→ **Listing**
▬▬▬
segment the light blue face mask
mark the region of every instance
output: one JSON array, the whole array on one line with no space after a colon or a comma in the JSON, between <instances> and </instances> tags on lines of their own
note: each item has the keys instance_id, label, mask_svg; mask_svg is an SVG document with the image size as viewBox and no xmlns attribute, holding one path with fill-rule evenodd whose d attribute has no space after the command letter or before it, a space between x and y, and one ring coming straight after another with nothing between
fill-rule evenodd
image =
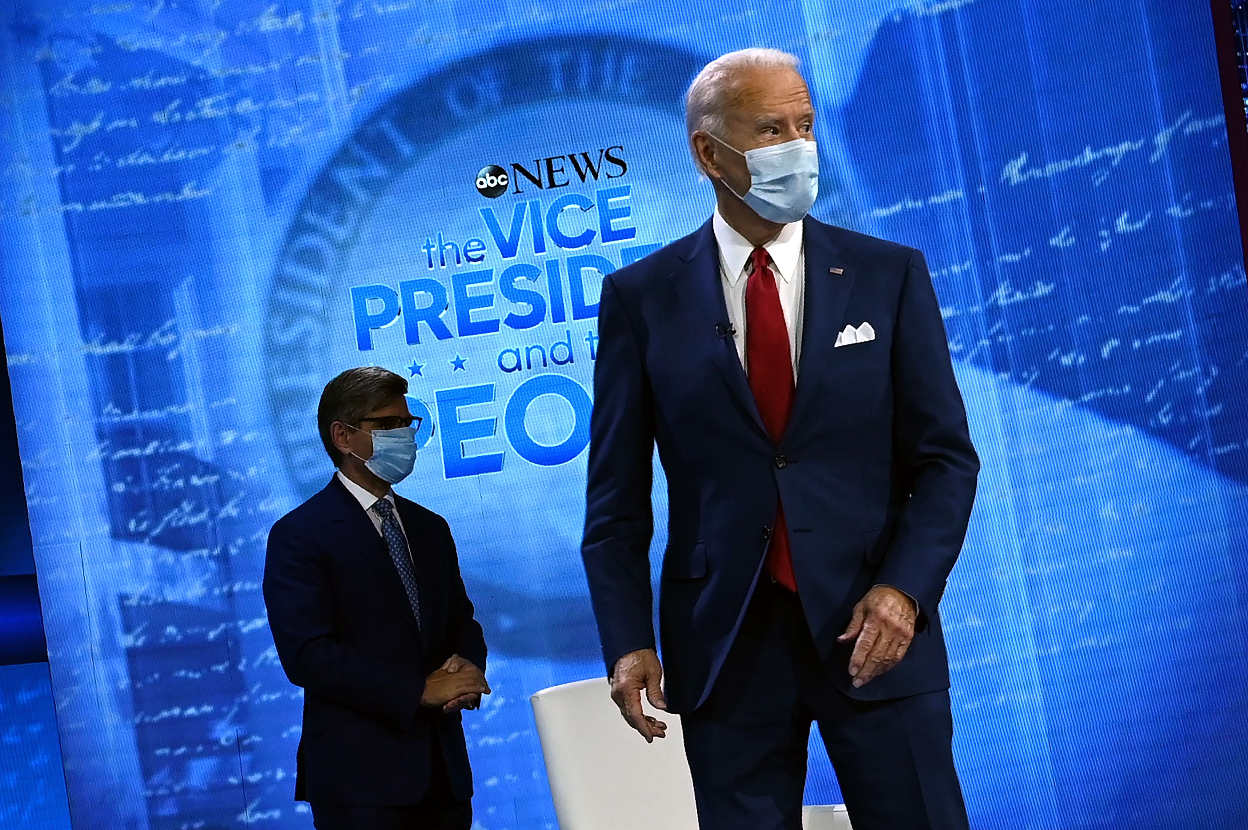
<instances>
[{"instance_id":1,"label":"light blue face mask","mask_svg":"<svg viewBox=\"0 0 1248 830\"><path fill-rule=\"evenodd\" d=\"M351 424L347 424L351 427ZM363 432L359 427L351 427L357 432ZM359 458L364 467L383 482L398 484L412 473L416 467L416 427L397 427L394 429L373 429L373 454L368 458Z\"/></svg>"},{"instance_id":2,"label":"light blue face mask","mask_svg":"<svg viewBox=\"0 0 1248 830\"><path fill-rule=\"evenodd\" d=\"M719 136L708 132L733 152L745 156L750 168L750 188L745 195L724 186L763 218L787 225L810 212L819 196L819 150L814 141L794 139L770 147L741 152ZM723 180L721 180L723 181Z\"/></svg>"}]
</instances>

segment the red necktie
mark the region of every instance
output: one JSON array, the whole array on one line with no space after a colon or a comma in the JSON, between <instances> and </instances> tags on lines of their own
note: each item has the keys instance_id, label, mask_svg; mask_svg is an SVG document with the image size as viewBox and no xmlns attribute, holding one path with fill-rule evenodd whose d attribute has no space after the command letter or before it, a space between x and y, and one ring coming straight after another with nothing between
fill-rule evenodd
▬▬▬
→ **Requirement**
Can you repeat all of the entries above word for word, leaving out the pictures?

→ **Expected output**
segment the light blue face mask
mark the region of every instance
output: one JSON array, the whole array on one line with no space after a colon or a comma in the JSON, between <instances> and </instances> tags on lines of their own
note: each item has the keys instance_id, label, mask_svg; mask_svg is an SVG document with the image size as viewBox and no xmlns attribute, holding one path with fill-rule evenodd whose d attribute has no space after the command letter or before it, a space between x and y, and one ring coming straight after another with nothing between
fill-rule evenodd
image =
<instances>
[{"instance_id":1,"label":"light blue face mask","mask_svg":"<svg viewBox=\"0 0 1248 830\"><path fill-rule=\"evenodd\" d=\"M351 424L347 424L351 427ZM363 432L359 427L351 427L357 432ZM359 458L364 467L383 482L398 484L412 473L416 467L416 427L397 427L394 429L373 429L373 454L368 458Z\"/></svg>"},{"instance_id":2,"label":"light blue face mask","mask_svg":"<svg viewBox=\"0 0 1248 830\"><path fill-rule=\"evenodd\" d=\"M719 136L708 132L733 152L745 156L750 168L750 188L745 195L724 186L763 218L787 225L810 212L819 196L819 150L814 141L794 139L770 147L741 152ZM723 180L721 180L723 181Z\"/></svg>"}]
</instances>

segment the red necktie
mark the region of every instance
output: one JSON array, the whole array on one line with no space after a colon or a comma in the JSON, between <instances> and </instances> tags on lines of their own
note: each item has the keys instance_id, label, mask_svg; mask_svg is an SVG document with the image size as viewBox and no xmlns attribute, holding one path with fill-rule evenodd whose d attribute has no space after the command letter or before it, a space between x and y, and one ring coming straight after another with nothing between
fill-rule evenodd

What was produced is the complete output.